* Start Reading passage *
This week’s focus is to put what I have learned and brainstormed into practice and begin writing some lyrics. I only managed to put together one song, but I think it encapsulates everything I hoped it would be.
At first though, instead of being excited to write, I felt this sense of looming dread over me. I felt as though I had a foundation to stand on, but the action of putting words on paper was still so daunting. And then, I had a phone call with my partner which changed everything!
Him and I typically call a few times a week; he is away from Victoria right now until January helping his family though a difficult time. During these calls, we often tell stories about the day, and take some time to unpack anything that is troubling us from the week. I brought up my concerns about starting this song, and somehow that manifested into a conversation about how we are both over-thinkers, and sometimes even debate with ourselves in the shower. Then it hit me, that was the perfect introspective song topic.
I spent some time reflecting on some of the insane thoughts I have had, and also some of the more deep, thought provoking things. I don’t know yet how well all of this will translate to music, but I am happy with the skeleton framework I have so far.
My plan for next week is to try to put some music to these words, and possibly record a rough demo of it as well. If that goes well, then I will put together a short EP of songs with a similar theme in the coming weeks, if it ends up being that I need more time to polish this song, then my inquiry will focus on this one only!
I have included the current lyrics (as of October 15 2023) of “Shower Thoughts” below. Enjoy!
The photo below encapsulates the mood of the second verse quite well, I think too.

Photo by Matt Forfar on Unsplash
Verse:
*big sigh, shower water turns on*
In the shower, I ponder
My mind starts to wander
I exhaust the mundane, and the insane
Why is the sky blue?
Is a hot dog a sandwich?
Yeah, coffee is a soup
Does a straw have two holes?
Maybe water isn’t wet.
I think I forgot to have my timer set.
* End Reading passage *
◆ **Written exercise A**
Find each line in the listing that contains the word "blurred" and copy those lines.
* Start Provided data *
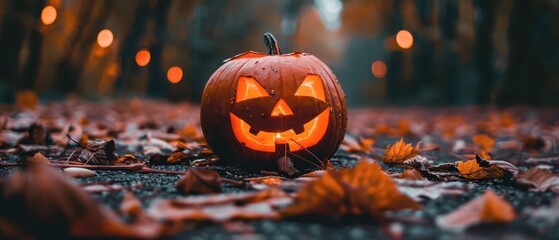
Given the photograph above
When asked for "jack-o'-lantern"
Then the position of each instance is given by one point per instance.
(258, 107)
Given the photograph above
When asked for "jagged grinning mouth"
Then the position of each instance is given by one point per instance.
(266, 141)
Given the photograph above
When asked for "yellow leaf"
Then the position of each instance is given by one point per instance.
(399, 152)
(486, 142)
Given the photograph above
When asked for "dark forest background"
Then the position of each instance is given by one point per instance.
(464, 52)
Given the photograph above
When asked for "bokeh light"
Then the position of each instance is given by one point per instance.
(174, 74)
(143, 57)
(379, 69)
(48, 15)
(404, 39)
(105, 38)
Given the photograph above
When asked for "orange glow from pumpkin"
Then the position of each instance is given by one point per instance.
(174, 74)
(249, 88)
(48, 15)
(266, 141)
(404, 39)
(143, 57)
(379, 69)
(105, 38)
(281, 109)
(314, 130)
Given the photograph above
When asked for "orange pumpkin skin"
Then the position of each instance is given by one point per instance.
(256, 102)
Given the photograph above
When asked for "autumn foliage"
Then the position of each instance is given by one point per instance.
(362, 190)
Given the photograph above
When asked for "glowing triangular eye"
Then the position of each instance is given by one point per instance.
(281, 109)
(311, 87)
(248, 88)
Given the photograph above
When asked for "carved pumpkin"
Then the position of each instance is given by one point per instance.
(256, 107)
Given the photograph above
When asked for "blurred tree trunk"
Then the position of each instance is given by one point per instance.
(526, 75)
(450, 71)
(31, 68)
(156, 86)
(93, 15)
(131, 44)
(424, 54)
(12, 36)
(395, 76)
(485, 22)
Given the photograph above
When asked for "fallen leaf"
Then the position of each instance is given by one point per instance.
(421, 190)
(77, 172)
(222, 207)
(412, 174)
(485, 208)
(484, 141)
(351, 144)
(480, 168)
(399, 152)
(38, 158)
(130, 205)
(38, 202)
(199, 181)
(550, 214)
(362, 190)
(539, 179)
(127, 159)
(285, 165)
(36, 135)
(99, 152)
(532, 143)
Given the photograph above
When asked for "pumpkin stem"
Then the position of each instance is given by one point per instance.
(272, 44)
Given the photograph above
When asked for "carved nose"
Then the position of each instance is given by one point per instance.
(281, 109)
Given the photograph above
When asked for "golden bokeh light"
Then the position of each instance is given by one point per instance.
(143, 57)
(174, 74)
(379, 69)
(404, 39)
(48, 15)
(105, 38)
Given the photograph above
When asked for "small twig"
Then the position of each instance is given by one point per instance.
(68, 135)
(310, 162)
(312, 154)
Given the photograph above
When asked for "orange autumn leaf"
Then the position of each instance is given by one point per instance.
(485, 141)
(399, 152)
(363, 190)
(472, 170)
(412, 174)
(486, 208)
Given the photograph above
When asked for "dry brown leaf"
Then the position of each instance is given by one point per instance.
(362, 190)
(472, 170)
(486, 208)
(539, 179)
(351, 144)
(412, 174)
(285, 166)
(484, 141)
(199, 181)
(222, 207)
(421, 190)
(480, 168)
(399, 152)
(38, 202)
(99, 152)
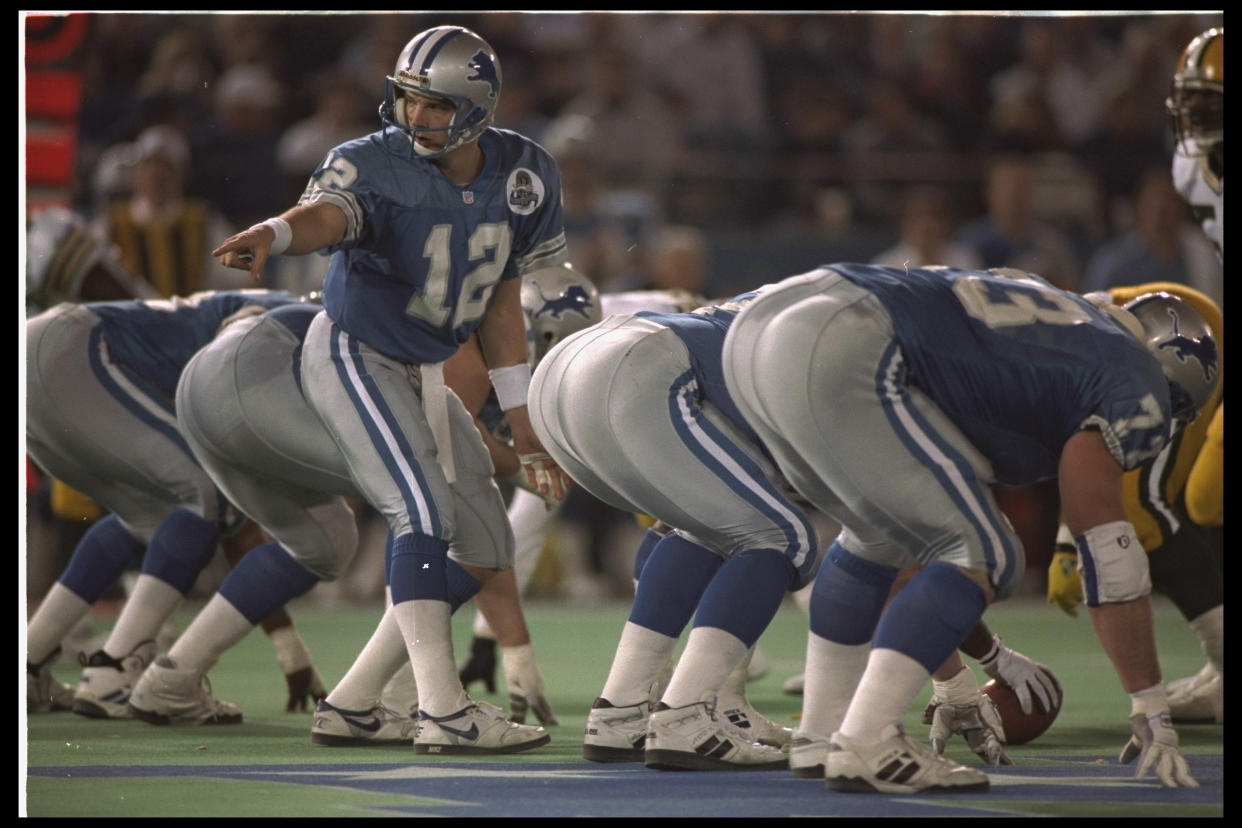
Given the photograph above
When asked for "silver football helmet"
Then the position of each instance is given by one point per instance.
(557, 302)
(1181, 340)
(448, 62)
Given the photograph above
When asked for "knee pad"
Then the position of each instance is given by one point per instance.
(265, 580)
(419, 569)
(103, 554)
(1112, 564)
(930, 617)
(848, 596)
(673, 580)
(180, 549)
(745, 594)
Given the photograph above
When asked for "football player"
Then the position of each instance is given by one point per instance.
(636, 411)
(99, 384)
(1184, 555)
(893, 400)
(430, 221)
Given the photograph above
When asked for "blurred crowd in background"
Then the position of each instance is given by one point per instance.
(708, 152)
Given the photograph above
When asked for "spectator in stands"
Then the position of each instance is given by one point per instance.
(1164, 245)
(1011, 235)
(164, 235)
(928, 220)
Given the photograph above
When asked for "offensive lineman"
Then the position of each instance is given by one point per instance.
(892, 399)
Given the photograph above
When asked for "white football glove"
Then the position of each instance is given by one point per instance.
(1026, 677)
(958, 706)
(1155, 744)
(979, 724)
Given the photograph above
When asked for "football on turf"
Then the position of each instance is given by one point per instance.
(1020, 728)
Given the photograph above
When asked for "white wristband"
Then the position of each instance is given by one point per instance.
(283, 235)
(511, 384)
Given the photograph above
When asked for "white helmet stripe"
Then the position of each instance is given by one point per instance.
(425, 52)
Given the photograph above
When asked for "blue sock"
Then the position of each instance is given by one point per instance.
(180, 549)
(932, 615)
(745, 594)
(265, 580)
(645, 546)
(672, 582)
(417, 571)
(848, 596)
(103, 554)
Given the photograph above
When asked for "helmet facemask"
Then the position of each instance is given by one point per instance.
(452, 63)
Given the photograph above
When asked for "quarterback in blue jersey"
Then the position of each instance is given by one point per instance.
(430, 222)
(893, 399)
(99, 416)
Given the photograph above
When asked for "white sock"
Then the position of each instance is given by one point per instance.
(636, 666)
(884, 694)
(149, 605)
(427, 636)
(1210, 628)
(480, 628)
(378, 669)
(57, 615)
(711, 654)
(217, 627)
(733, 689)
(830, 680)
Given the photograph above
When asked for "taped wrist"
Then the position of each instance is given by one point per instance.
(961, 689)
(283, 235)
(1112, 564)
(511, 384)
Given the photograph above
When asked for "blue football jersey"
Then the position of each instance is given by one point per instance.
(150, 340)
(422, 256)
(1021, 366)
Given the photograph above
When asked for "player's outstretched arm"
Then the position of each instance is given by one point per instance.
(297, 231)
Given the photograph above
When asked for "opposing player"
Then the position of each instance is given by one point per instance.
(119, 361)
(430, 221)
(1184, 556)
(893, 399)
(636, 411)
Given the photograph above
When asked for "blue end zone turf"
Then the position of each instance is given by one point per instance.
(1050, 786)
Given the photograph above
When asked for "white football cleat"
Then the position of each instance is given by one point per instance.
(478, 728)
(339, 728)
(615, 734)
(760, 728)
(894, 764)
(694, 739)
(172, 695)
(807, 756)
(107, 682)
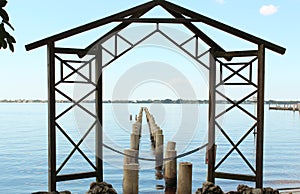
* End Provided data *
◆ **Written exercise B**
Reproduce the part of the songwriting post starting at "I have included" and ending at "dog a sandwich?".

◆ **Worked solution A**
When asked for "blurred tree trunk"
When asked for "blurred crowd in background"

◆ **Worked solution B**
I have included the current lyrics (as of October 15 2023) of “Shower Thoughts” below. Enjoy!
The photo below encapsulates the mood of the second verse quite well, I think too.

Photo by Matt Forfar on Unsplash
Verse:
*big sigh, shower water turns on*
In the shower, I ponder
My mind starts to wander
I exhaust the mundane, and the insane
Why is the sky blue?
Is a hot dog a sandwich?